[RECORDS FOR THE TASK Boundary: Start]

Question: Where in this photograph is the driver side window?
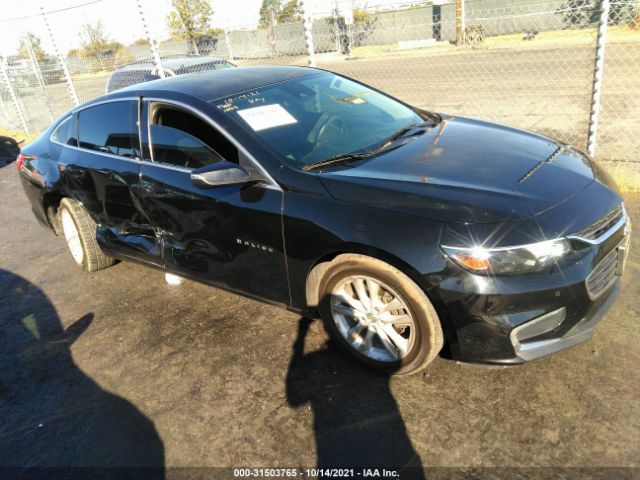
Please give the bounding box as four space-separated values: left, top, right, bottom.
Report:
147 102 238 170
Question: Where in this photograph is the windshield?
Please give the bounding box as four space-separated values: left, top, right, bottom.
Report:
212 72 424 169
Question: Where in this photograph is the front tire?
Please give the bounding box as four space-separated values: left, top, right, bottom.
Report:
59 198 115 272
318 254 443 376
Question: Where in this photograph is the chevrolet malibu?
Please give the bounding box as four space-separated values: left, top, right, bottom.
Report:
17 66 631 374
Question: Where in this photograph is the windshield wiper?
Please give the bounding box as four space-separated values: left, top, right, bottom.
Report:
302 151 375 172
303 121 437 172
378 121 434 150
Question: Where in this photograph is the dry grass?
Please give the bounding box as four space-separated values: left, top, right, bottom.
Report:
0 128 37 146
607 163 640 194
350 25 640 59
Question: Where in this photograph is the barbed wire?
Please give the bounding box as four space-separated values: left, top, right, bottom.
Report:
0 0 105 24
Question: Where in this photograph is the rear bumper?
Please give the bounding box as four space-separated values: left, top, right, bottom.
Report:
19 172 52 230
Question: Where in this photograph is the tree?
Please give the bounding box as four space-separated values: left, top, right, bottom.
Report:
80 21 110 57
557 0 593 27
325 7 378 54
259 0 282 56
17 33 48 62
166 0 213 54
277 0 302 24
596 0 640 26
130 38 150 47
352 8 377 46
77 22 125 71
557 0 638 29
259 0 282 27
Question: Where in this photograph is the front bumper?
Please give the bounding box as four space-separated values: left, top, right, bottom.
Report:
507 281 620 363
437 209 630 364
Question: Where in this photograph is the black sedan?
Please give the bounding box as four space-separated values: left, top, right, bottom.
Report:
17 66 631 374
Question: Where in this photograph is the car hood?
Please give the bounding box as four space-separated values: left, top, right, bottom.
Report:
318 116 595 223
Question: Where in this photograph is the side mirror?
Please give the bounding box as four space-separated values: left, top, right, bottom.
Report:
190 162 251 188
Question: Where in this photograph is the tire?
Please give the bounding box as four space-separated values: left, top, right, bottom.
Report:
59 198 115 272
317 254 443 376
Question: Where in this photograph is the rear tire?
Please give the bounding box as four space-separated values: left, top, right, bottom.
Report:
317 254 443 376
59 198 115 272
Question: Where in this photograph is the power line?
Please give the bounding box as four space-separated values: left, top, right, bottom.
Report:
0 0 105 24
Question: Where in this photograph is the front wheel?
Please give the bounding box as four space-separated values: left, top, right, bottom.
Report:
318 254 443 376
59 198 115 272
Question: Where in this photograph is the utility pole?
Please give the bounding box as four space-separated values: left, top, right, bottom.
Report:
135 0 165 79
269 7 277 57
587 0 611 156
41 6 79 106
23 33 55 122
455 0 464 46
0 57 29 133
300 0 316 67
223 28 233 61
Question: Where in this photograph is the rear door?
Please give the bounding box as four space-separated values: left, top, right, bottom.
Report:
64 99 160 264
138 99 288 304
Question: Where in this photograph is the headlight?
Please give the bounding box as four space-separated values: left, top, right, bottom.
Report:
441 239 572 275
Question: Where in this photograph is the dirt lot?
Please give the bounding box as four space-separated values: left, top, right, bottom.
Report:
0 155 639 477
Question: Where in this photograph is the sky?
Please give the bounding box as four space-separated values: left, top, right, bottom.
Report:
0 0 396 57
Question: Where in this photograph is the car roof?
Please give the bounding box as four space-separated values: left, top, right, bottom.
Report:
113 56 230 73
111 65 320 103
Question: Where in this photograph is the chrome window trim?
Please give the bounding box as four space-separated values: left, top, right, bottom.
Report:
50 142 141 165
568 206 628 245
143 97 281 191
51 97 143 164
136 96 143 157
142 158 191 173
75 96 140 110
50 96 282 190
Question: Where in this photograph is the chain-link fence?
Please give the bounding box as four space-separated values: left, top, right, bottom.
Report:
1 0 638 188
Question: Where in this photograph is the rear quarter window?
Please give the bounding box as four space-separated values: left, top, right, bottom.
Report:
51 115 78 146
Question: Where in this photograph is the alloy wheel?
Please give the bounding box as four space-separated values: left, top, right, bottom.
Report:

[RECORDS FOR THE TASK Boundary: End]

* ACTIVITY
With the pictures removed, copy the data above word for word.

* COMPLETED EXERCISE
Question: Where in this photograph is the driver side window?
Please give the bounding box as four space-separated values: left, top, right, bottom.
Report:
147 102 238 170
Question: Where in this photograph is the windshield?
Please give the bounding box as four space-separated values: left, top, right, bottom.
Report:
212 72 424 169
Question: Where in this photograph is the front tire?
Please give the bounding box as four space-separated values: left, top, right, bottom.
Report:
59 198 115 272
318 254 443 376
Question: Where in this photograph is the chevrolet malibu?
Please give the bounding box as four space-separated values: left, top, right, bottom.
Report:
17 66 631 374
Question: Where in this photograph is the windshield wiper?
Please give the bounding box as four space-separated values: left, top, right, bottom.
Report:
302 151 375 172
303 121 437 172
378 121 434 150
Question: Where in this photograph is the dry grass?
Please give the bounding box as four space-separated values: left, top, right, bottom.
Report:
0 128 37 146
607 163 640 194
350 25 640 59
Question: Where in this photograph is the barbed wire?
Please give the bounding box as four space-separated values: left, top, right, bottom.
Report:
0 0 105 24
Question: Where in this photograph is the rear bumper?
Please give the bounding box as four space-separated values: left, top, right, bottom.
Report:
19 172 52 230
Question: Where in this photograph is the tree?
Please give the bounding box as four space-separated values: left, top, right, bottom.
Report:
80 21 110 57
557 0 593 27
325 7 378 54
259 0 282 56
17 33 48 62
166 0 213 54
277 0 302 24
596 0 640 26
130 38 150 47
352 8 377 46
77 22 125 71
557 0 638 29
259 0 282 27
Question: Where in this photograph is the front bumper?
Please give the bounding box as four space-separated values: left, top, right, bottom.
Report:
507 281 620 363
437 209 630 364
Question: Where in this photograph is the black sedan?
Please give the bounding box as four space-separated values: left, top, right, bottom.
Report:
17 66 631 374
Question: Where in this photograph is the car hood?
Please give the bounding box as four space-separated values: left, top, right, bottom.
Report:
318 116 595 223
Question: Where in this photograph is the side mirror?
Please give the bounding box as four space-separated values: left, top, right, bottom.
Report:
190 162 251 188
Question: Where in this photograph is the tire?
Please give the bounding box as four space-separated values: left, top, right, bottom.
Report:
59 198 115 272
317 254 443 376
Question: Where in this photograph is the rear tire?
Please give the bounding box as four space-separated values: left, top, right, bottom.
Report:
317 254 443 376
59 198 115 272
Question: Where in this photograph is the power line?
Please give the bounding box as four space-separated values: left, top, right, bottom.
Report:
0 0 105 24
Question: Where in this photograph is the front wheel?
Please give the bounding box as four space-separated values: left, top, right, bottom.
Report:
318 254 443 376
59 198 115 272
Question: Where in this photograph is the utility pole?
Please give the bounding box as four space-separated values: left, top, right, bottom.
Report:
135 0 165 79
269 7 277 57
587 0 611 156
41 6 79 106
23 33 55 122
455 0 464 46
0 57 29 133
300 0 316 67
223 28 233 61
Question: Where in this photograph is the rear door?
Please give the bounding box as four space-separated values: left, top, right, bottom.
Report:
64 99 160 264
138 99 288 304
Question: Where in this photograph is the headlight?
Please give the bounding box as four space-separated values: left, top, right, bottom.
Report:
441 239 572 275
Question: Where in this photograph is the dirt lot?
Please give the bounding box as four space-separated values: left, top, right, bottom.
Report:
0 155 639 477
Question: Where in this photograph is the sky?
Please give the bounding box as four space-separated values: left, top, right, bottom.
Report:
0 0 396 57
Question: Where in this photograph is the car roof?
Please give the bounding box as four space-separated values: left, top, right, bottom.
Report:
113 56 230 73
111 65 320 103
Question: Where in this photograph is the chrome window trim?
Please give the bounding box as four space-separated values: left, top, right, bottom.
Report:
50 142 141 165
568 206 628 245
143 97 281 191
51 97 143 164
136 96 143 157
142 158 191 173
75 96 140 110
50 96 282 190
Question: Where in this photograph is the chain-link fence?
Please give the bounding box as four space-separated values: left, top, right, bottom.
Report:
1 0 638 188
Question: Where in this photograph is the rear quarter window?
Please give the bounding box as four space-separated values: left, top, right, bottom.
Report:
51 115 78 146
Question: Where in this photograph is the alloy wheel?
Please give the bounding box as four space-separated values: left, top, right, bottom.
Report:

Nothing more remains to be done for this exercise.